(Extracted data entries)
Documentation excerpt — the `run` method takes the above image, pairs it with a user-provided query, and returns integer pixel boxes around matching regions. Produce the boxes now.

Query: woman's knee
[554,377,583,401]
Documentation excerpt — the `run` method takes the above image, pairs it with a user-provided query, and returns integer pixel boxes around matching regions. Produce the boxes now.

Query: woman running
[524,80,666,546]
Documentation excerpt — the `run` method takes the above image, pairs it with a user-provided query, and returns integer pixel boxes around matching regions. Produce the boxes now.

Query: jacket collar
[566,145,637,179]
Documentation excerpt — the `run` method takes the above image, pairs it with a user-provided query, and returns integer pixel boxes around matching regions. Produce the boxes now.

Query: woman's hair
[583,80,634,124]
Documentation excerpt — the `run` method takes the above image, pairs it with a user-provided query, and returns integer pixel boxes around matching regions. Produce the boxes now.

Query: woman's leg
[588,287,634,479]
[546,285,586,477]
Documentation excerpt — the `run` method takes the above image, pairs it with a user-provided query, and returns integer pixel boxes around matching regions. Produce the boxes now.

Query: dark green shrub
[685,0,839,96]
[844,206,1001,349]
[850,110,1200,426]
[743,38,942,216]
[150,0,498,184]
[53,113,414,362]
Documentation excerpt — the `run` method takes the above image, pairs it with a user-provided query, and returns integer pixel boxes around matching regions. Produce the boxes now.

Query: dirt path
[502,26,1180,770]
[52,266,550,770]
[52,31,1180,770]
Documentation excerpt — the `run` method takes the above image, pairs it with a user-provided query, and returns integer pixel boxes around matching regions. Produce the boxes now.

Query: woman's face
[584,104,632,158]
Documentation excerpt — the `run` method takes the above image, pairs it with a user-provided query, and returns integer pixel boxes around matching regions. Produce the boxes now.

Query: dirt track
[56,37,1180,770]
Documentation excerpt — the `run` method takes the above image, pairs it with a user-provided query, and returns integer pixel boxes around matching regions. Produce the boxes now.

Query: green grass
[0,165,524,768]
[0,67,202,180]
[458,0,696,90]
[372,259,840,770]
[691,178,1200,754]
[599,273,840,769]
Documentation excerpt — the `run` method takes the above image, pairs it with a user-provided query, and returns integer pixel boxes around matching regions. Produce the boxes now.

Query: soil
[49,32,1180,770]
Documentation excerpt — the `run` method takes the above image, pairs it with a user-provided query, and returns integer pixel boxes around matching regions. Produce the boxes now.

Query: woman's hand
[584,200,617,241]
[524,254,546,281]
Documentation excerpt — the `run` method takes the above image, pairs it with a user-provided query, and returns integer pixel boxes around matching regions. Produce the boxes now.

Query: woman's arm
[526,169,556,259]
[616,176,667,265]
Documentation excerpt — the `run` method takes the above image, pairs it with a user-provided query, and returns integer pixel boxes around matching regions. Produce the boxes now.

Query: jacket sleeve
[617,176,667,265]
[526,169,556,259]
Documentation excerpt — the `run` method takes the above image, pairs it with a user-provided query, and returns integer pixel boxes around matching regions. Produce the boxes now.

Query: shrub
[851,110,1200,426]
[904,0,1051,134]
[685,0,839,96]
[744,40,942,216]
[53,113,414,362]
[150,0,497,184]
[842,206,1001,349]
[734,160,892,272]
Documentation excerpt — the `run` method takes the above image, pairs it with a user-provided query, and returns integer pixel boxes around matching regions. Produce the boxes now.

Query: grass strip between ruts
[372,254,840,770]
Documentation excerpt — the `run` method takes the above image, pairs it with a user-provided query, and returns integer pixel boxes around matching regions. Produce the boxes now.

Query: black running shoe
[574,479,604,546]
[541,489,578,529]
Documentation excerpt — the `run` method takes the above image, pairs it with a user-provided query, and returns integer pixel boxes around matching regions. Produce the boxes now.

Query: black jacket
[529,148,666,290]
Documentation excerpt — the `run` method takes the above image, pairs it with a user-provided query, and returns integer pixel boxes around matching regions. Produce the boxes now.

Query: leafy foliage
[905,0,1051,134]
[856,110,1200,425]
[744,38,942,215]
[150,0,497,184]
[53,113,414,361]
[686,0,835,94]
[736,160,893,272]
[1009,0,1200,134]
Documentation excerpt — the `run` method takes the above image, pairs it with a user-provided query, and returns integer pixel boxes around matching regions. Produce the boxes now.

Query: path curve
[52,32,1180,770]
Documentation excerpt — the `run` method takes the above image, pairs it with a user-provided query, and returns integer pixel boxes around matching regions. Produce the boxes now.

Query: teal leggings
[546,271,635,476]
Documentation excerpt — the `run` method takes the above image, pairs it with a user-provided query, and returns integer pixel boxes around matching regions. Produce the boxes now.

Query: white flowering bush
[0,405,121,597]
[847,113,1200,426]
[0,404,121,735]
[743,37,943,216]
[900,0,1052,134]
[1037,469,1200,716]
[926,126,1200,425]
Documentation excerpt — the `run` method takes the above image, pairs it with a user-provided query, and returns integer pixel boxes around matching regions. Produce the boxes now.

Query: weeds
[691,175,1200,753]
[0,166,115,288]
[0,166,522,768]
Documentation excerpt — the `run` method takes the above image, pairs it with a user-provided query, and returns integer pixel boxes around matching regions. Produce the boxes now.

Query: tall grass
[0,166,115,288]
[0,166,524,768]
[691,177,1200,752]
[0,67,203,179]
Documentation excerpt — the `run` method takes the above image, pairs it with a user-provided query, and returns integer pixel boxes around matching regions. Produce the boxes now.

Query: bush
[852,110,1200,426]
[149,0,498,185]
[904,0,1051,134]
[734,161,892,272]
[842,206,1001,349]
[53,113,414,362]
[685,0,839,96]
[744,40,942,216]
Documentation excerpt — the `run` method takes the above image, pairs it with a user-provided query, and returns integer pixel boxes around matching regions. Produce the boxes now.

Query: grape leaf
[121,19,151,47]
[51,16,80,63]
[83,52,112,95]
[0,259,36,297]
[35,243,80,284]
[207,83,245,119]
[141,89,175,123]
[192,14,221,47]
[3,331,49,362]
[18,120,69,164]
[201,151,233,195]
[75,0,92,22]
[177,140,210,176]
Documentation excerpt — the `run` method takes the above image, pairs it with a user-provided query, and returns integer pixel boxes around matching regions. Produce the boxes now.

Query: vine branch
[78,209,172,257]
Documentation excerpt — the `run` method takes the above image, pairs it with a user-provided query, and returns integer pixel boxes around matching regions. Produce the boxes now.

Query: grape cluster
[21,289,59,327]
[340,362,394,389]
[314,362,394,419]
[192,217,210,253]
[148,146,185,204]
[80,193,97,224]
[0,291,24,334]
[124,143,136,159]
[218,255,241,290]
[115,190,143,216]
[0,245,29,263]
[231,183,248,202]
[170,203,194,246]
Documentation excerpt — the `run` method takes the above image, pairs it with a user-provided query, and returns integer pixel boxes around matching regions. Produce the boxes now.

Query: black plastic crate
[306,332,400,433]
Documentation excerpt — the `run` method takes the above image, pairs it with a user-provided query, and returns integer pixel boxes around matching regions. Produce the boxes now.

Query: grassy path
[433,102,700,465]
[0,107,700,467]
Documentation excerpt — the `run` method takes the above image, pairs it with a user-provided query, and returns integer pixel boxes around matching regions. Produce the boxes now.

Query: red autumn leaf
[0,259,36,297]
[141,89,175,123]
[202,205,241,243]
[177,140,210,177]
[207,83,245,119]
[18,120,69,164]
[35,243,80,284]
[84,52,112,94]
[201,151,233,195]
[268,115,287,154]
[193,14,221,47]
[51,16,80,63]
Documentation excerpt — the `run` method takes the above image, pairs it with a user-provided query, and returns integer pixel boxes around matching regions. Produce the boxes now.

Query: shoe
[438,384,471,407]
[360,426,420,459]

[Written exercise]
Convert all of the material above into a two-column CSV with the header row input,output, one row per input text paired with its answer. Put each field in double quotes and replace every line break inside a field with a space.

[Reply to the task]
input,output
"Documentation excerpt — the `run` method takes the above image, pairs it with a user-provided query, and returns integer pixel boxes around matching regions. Produce the boxes now. Query: woman's knee","[554,377,583,401]"
"Documentation excerpt — the `run` method takes the above image, pairs it with a user-provided query, and returns integer pixel boxes around matching regions. Produce the boxes now. Query: woman running","[524,80,666,546]"
"Documentation excerpt — the `run` method takes the above image, pairs it with a user-provided query, and returns integer pixel boxes around matching regions. Produce the boxes now. Query: jacket collar","[566,145,637,179]"
"Documentation excerpt — the `run` method takes the above image, pairs it with a user-provided query, and returns integer pixel boxes around matching regions. Produce the boxes now. Query: woman's hair","[583,80,634,124]"
"Documentation excerpt — the `run` method takes the above image, pairs it with a user-provided query, and returns integer pixel boxes around matching regions. Produce the boxes now. Query: woman's leg","[588,287,634,479] [546,285,586,477]"
"Documentation excerpt — the `run` method takes the above image, pairs it with a user-provided query, and returns integer pixel boxes around matching regions. Produce the boxes now. Query: dark green shrub","[685,0,839,96] [844,206,1001,349] [850,110,1200,426] [743,38,942,216] [150,0,498,184] [53,113,414,362]"
"Documentation excerpt — the `run` method takes the above image, pairs it with a user-provided query, and returns integer pixel boxes around matching regions. Produce the boxes now. Query: dirt path","[502,26,1180,770] [52,266,550,770] [52,31,1180,770]"
"Documentation excerpt — the `run` method takes the above image, pairs it with a user-provided query, and returns integer pixel boxes around matching regions. Produce the boxes now. Query: woman's face","[584,104,632,158]"
"Documentation excerpt — the `run` method takes the above image, pairs it with a user-provided query, and returns integer pixel boxes around matching regions. Produce the boxes now. Query: dirt track","[56,37,1180,770]"
"Documentation excerpt — the `run` method takes the above image, pairs it with a user-provided query, and returns integer pixel boxes around matching regions. Produce the boxes now. Query: green grass","[0,165,524,768] [0,67,202,180] [458,0,696,90] [372,259,840,770] [691,178,1200,754] [599,273,840,769]"
"Documentation excerpt — the `run` method takes the above image, pairs it with a user-provided query, and returns integer pixel boxes around matching regions. Produce the boxes now. Query: soil","[49,32,1180,770]"
"Documentation excerpt — the `run` method takes the above image, pairs it with a user-provided query, and returns integer pixel boxes around matching regions. Produce the boxes now. Query: woman's hand","[584,200,617,241] [524,254,546,281]"
"Documentation excerpt — the `run` method takes the above image, pairs it with a user-provided query, and returns integer pixel boxes around matching regions. Produce the boxes now. Query: woman's arm","[526,169,556,259] [616,176,667,265]"
"Documentation excerpt — the `run` method takes the above image, pairs it with a user-provided query, and returns integer pixel boxes around matching regions. Produce the boxes now. Query: jacket sleeve","[617,176,667,265] [526,169,556,259]"
"Documentation excerpt — the `run` method takes the above image, pairs it with a user-provided query, and returns integer pixel boxes around matching regions. Produce the boxes now. Query: shrub","[851,110,1200,426] [904,0,1051,134] [685,0,839,96] [744,40,942,216] [53,113,414,362] [150,0,497,184] [842,206,1001,349] [734,160,892,272]"
"Documentation excerpt — the `run` method takes the above image, pairs it with a user-provided query, and returns integer pixel boxes around matching regions. Produce the boxes now. Query: grass strip between ruts","[372,254,840,770]"
"Documentation excerpt — the `run` method takes the above image, pairs it with a user-provided query, and returns integer pixel boxes around matching regions. Produce the boxes now. Query: black running shoe","[574,479,604,546] [541,489,578,529]"
"Documentation excerpt — the `run` method takes the above image, pairs it with a user-provided query, and returns integer pixel boxes around matching regions. Produce the boxes now. Query: black jacket","[529,148,666,290]"
"Documentation excerpt — the `run` method takes the above image, pairs it with a user-provided query, and returns integer pixel boxes around matching regions. Produce the boxes now. Query: leafy foliage","[905,0,1051,134] [856,110,1200,425] [744,38,942,215] [150,0,497,184] [53,113,414,361] [686,0,835,94] [736,160,893,272] [1009,0,1200,134]"
"Documentation excerpt — the `run` method takes the above image, pairs it with a user-provided query, and returns integer pixel boxes around matching regions. Produce the boxes now. Query: path curve","[52,32,1180,770]"
"Documentation excerpt — the `run` method takes the above image, pairs it with a user-provided query, and returns integer pixel boxes around matching regions. Produce the boxes now. Query: teal leggings","[546,271,635,476]"
"Documentation excerpt — the `run` method takes the above image, pairs it with a user-provided query, and returns integer pixel boxes around matching regions. Produce the boxes now. Query: white flowering bush","[0,405,121,597] [847,113,1200,426] [0,404,121,735] [743,37,943,216] [900,0,1052,134] [1037,469,1200,716] [926,126,1200,425]"
"Documentation excerpt — the `run` method takes the above image, pairs it with a user-provided query, and returns integer pixel boxes around matching regions. Produce the boxes now. Query: weeds","[691,175,1200,753] [0,166,115,288] [0,166,522,768]"
"Documentation excerpt — the `run` method takes the above image, pairs it with a user-provided query, and returns integer pixel boxes around matching regions. Produce the boxes now. Query: tall grass","[0,166,115,288] [0,166,524,768] [691,177,1200,752] [0,67,203,179]"
"Documentation excerpt — the `run` method takes the above image, pairs it with a user-provided query, and returns integer pixel boxes around matching regions. Produce the boxes now. Query: bush","[852,110,1200,426] [149,0,498,185] [904,0,1051,134] [734,161,892,272] [842,206,1001,349] [53,113,414,362] [685,0,839,96] [744,40,942,216]"
"Documentation excerpt — the `run` method takes the above image, pairs it with a user-provided query, and returns integer pixel boxes around matching regions. Produce the boxes now. Query: grape leaf","[121,19,151,47] [51,16,80,63] [83,52,112,95] [0,259,36,297] [35,243,80,284] [207,83,245,119] [141,89,175,123] [192,14,221,47] [3,331,49,362] [18,120,69,164] [201,151,233,195] [75,0,92,22] [177,140,210,176]"
"Documentation excerpt — the `run` method takes the above image, pairs it with a user-provided query, and returns integer pixel boxes around matching regions. Produce the boxes now. Query: vine branch","[78,209,172,257]"
"Documentation excerpt — the `run` method takes the above image, pairs it with a user-provided query, and returns integer pixel boxes around matching regions. Produce the boxes now. Query: grape cluster","[21,289,59,327] [340,362,394,389] [314,362,394,419] [192,217,210,253] [148,146,185,204] [80,193,97,224] [0,291,24,334] [124,143,136,159] [218,255,241,290] [115,190,143,216] [0,245,29,263] [231,183,248,202] [170,203,194,246]"
"Documentation excerpt — the `run` method takes the above image, pairs it with a user-provided query, and returns integer pixel boxes around matching regions. Produce the boxes now. Query: black plastic crate","[306,332,400,433]"
"Documentation excerpt — the `run` method takes the above image, pairs it with a user-provided query, and returns integer pixel boxes around matching regions. Produce the boxes now. Query: grassy path","[433,102,700,465] [0,107,700,467]"
"Documentation excerpt — the `run` method takes the above image, pairs it with a user-provided query, and returns integer pixel boxes around matching regions. Produce the boxes now. Query: red autumn leaf","[0,259,36,297] [141,89,175,123] [202,205,241,243] [177,140,210,177] [207,83,245,119] [18,120,69,164] [35,243,80,284] [84,52,112,94] [201,151,233,195] [268,115,287,154] [193,14,221,47] [51,16,80,63]"
"Documentation excerpt — the `run` method takes the above image, pairs it with a user-provided query, and returns integer pixel boxes around matching regions. Produce the boxes now. Query: shoe","[438,384,471,407] [360,426,420,459]"